Directions for this task: Copy out the records below, replacing every "instance" with "occurrence" and keeping everything else the same.

Recorded data:
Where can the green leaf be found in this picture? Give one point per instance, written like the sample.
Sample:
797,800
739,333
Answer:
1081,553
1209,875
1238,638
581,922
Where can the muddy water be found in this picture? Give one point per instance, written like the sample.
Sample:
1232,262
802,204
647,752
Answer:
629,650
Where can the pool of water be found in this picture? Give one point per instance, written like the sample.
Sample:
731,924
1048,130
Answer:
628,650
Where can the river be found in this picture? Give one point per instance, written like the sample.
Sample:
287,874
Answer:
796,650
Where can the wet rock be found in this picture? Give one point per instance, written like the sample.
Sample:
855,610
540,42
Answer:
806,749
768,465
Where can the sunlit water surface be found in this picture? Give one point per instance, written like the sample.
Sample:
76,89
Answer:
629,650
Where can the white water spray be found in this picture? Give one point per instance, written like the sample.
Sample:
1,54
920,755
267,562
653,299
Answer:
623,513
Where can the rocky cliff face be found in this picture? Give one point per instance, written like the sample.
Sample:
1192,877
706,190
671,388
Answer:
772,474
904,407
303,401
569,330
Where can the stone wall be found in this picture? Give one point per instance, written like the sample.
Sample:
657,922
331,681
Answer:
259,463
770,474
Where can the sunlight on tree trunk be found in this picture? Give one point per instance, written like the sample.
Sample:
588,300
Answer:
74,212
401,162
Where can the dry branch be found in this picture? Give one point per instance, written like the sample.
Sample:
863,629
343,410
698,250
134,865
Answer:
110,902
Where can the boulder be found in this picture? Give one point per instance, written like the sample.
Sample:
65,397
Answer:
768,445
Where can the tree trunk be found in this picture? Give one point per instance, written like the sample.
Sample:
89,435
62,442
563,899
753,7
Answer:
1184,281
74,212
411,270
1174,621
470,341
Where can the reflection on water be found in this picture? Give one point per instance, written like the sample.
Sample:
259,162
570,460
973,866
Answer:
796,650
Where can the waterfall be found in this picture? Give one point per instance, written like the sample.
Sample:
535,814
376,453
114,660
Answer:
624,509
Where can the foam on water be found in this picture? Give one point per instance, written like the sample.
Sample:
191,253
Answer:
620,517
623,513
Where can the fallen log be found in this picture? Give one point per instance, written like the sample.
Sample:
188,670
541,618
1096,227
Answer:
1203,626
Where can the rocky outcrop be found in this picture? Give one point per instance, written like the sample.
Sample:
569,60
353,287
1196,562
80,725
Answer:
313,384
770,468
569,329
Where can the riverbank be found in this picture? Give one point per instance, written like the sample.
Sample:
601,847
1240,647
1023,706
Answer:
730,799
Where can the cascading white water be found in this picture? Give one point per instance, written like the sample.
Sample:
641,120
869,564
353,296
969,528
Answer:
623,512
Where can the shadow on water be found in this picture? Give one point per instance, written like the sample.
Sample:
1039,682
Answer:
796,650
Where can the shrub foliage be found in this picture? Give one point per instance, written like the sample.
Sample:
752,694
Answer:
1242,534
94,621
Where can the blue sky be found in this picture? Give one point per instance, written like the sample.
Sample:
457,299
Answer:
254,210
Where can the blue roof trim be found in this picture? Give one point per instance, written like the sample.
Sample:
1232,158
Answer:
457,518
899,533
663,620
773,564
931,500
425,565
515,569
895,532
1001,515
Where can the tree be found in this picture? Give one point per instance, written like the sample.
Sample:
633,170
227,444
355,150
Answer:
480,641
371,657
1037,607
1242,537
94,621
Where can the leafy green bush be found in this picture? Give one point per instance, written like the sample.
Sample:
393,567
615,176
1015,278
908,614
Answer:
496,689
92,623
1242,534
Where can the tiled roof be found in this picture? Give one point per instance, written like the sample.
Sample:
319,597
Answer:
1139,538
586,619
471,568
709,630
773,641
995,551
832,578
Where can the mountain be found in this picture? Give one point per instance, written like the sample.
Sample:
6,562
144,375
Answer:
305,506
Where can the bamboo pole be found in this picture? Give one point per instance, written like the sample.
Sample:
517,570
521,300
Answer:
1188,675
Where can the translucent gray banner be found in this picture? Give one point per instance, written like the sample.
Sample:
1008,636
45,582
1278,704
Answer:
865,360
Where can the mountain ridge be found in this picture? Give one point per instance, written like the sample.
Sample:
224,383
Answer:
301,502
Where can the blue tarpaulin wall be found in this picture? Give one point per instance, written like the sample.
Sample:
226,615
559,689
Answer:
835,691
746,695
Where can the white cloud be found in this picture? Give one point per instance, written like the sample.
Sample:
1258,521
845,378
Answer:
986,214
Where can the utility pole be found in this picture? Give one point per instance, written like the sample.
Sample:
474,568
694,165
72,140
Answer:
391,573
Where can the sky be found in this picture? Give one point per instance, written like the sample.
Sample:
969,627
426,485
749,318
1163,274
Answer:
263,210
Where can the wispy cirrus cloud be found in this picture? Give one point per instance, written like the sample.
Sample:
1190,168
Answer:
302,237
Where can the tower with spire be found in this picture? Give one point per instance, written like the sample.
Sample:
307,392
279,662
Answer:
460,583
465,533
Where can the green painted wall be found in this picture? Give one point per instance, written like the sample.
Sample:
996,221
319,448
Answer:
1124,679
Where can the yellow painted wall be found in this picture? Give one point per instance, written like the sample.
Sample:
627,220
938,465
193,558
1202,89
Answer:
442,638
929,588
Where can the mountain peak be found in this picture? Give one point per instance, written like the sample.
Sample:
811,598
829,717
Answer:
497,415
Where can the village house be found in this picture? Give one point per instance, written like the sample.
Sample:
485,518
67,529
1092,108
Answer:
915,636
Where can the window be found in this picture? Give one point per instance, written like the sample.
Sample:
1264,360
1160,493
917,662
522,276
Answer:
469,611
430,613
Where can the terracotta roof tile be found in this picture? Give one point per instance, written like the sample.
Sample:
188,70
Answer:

Response to this exercise:
Where can the green leaf be found in this picture? Give one point per occurrence, written like the sample.
Sample:
797,800
739,333
Answer:
1081,553
1209,875
1238,638
581,922
Where can the muddy water be found in this picture? Give one point per occurrence, written like the sample.
Sample:
1232,262
802,204
647,752
Answer:
629,650
Where can the pool of water be found in this picture? Give one point per occurrence, written like the sample.
Sample:
731,924
1048,130
Answer:
628,650
Where can the river be found in this picture? Give one point per occurrence, written like the sample.
Sample:
287,874
Answer:
796,650
Where can the wet rock be found in this picture? Give one point per occurrence, written like the sample.
Sample:
855,610
540,42
Answer:
806,749
768,465
Where can the sunlit water surface be found in this picture? Give one point per occurrence, written like the sample.
Sample:
76,89
Answer:
629,650
Where can the white water spray be found in this picture? Give one point per occurrence, written like the sample.
Sample:
1,54
920,755
267,562
653,299
Answer:
623,513
Where can the rocky cliff face be found in this picture? Give one point per occurrence, written like the sample.
Sample:
1192,877
706,190
671,388
Answer:
772,474
904,407
303,401
569,330
Where can the stone wall be found in this picture? Give one point per occurrence, written like the sample.
Sample:
657,922
331,681
Answer:
259,463
770,474
Where can the sunlight on tree trunk be found in this picture? Give one point per occurrence, written like the sample.
Sample:
588,300
Answer:
74,212
401,162
Where can the dry branch be found in this picture? Give one point per occurrence, written like the sample.
Sample:
863,629
343,410
698,250
134,865
Answer:
110,902
Where can the boulder be found in this picture? Give one point per occurrence, written like the sample.
Sample:
65,397
Answer:
768,445
Where can the tree trunk be found in this picture? Give one point per occurrence, written like the sample.
Sample:
89,435
62,442
563,899
753,7
Answer:
1184,281
74,212
411,270
1174,621
470,341
Where can the reflection on water be found in this picture? Give one point per occurrence, written like the sample.
Sample:
259,162
570,460
973,866
Answer:
796,650
Where can the waterfall be found in this picture? Give one point per occurrence, written like the sample.
Sample:
535,814
376,453
114,660
Answer:
624,509
Where can the foam on water be found in this picture? Give one point per occurrence, written like the sample.
Sample:
191,253
Answer:
620,517
623,513
Where can the fallen log be found in this picture? Give one point per occurrence, written like the sample.
Sample:
188,670
541,618
1096,227
Answer:
1203,626
Where can the rocky outcrop be found in this picture? Give one point per occurrence, written like the sample.
Sample:
569,60
353,287
1196,562
80,725
Answer:
313,384
770,468
569,329
Where can the riverbank be found in this picture? Give one point per occurrence, written like the sample.
Sample:
601,847
1240,647
1023,706
Answer:
730,799
Where can the cascading white water be found in this picture? Give one point per occurrence, written like the sample.
Sample:
641,120
869,564
353,296
969,528
Answer:
623,512
Where can the shadow on water be found in this picture? Give one point per occurrence, written like the sample.
Sample:
1039,682
Answer:
796,650
Where can the shrub foliage be found in this picture? Give one point per occurrence, written like the sample.
Sample:
752,694
Answer:
1242,534
94,621
Where can the blue sky be found in this picture? Give one point per occurrence, written like the sample.
Sample:
457,299
Answer:
254,210
Where can the blue roof trim be found in this picture? Give one point per occurrence, written like the sample.
Sample:
1232,158
Answer:
457,518
899,533
663,620
773,564
931,500
425,565
515,569
895,532
1001,515
Where can the tree be found in this picture? Give one point per occurrence, written like the sample.
Sample:
633,170
227,444
355,150
Answer:
480,641
371,657
1037,607
1242,537
94,621
Where can the leafy green bush be found in this picture? Give one point per occurrence, written like the sample.
Sample:
393,567
615,176
1015,278
908,614
Answer:
496,689
92,623
1242,534
Where can the tiled roof be found in this picture? Give one point per occurrence, written like the sample.
Sample:
319,597
Answer:
1139,538
586,619
471,568
709,630
773,641
995,551
832,578
Where can the mountain be found in this picture? Give one point per occurrence, written like the sample.
Sample:
6,562
144,375
Answer:
305,506
Where can the bamboo pole be found in this picture? Give one point per occurrence, written like the sample.
Sample:
517,570
521,300
Answer:
1188,675
Where can the translucent gray banner be found in this picture? Give one point per occurrence, written like the sample.
Sample:
1008,636
45,582
1278,704
Answer:
865,360
Where can the mountain ridge be found in this picture? Give one point per occurrence, written like the sample.
Sample:
224,383
Answer:
301,502
Where can the blue tarpaulin wall be found in this picture? Give one point per occurrence, written like the sample.
Sample:
226,615
559,689
Answer:
835,691
746,695
Where can the white cloud be found in this picture? Give one point per occurrence, written like the sample.
Sample:
1258,521
845,378
Answer:
986,214
Where can the utility pole be found in this picture? Give one point per occurrence, written like the sample.
Sample:
474,568
694,165
72,140
Answer:
391,573
Where can the sky be found in this picture? Give one point per occurrence, written like the sample.
Sample:
969,627
426,485
749,318
1163,274
Answer:
263,210
Where can the wispy cirrus cloud be found in this picture? Give one point per occurrence, written like the sample.
Sample:
1190,168
Answer:
302,237
Where can the tower with spire be found in this picture? Give one point per occurrence, written like the sample.
Sample:
307,392
279,662
Answer:
460,583
465,533
Where can the green painted wall be found in this picture? Give one point per occurrence, written like the sample.
Sample:
996,221
319,448
Answer:
1124,679
Where can the yellow painted wall be found in this picture? Give one point per occurrence, written like the sample.
Sample:
627,220
938,465
193,558
1202,89
Answer:
442,638
929,588
Where can the mountain peak be found in this picture? Give one point per occurrence, written like the sample.
Sample:
811,598
829,717
Answer:
497,415
Where can the village house be found in this picture? Give one point per occurrence, written like the sample.
Sample:
485,518
67,529
1092,108
Answer:
915,636
Where can the window be found in this picture? Give one point per occurrence, written like the sample.
Sample:
1264,360
1160,493
917,662
522,276
Answer:
469,611
430,613
Where can the terracotta roof tile be found in this picture? Give one point per occurrence, written like the sample.
Sample:
188,70
Answer:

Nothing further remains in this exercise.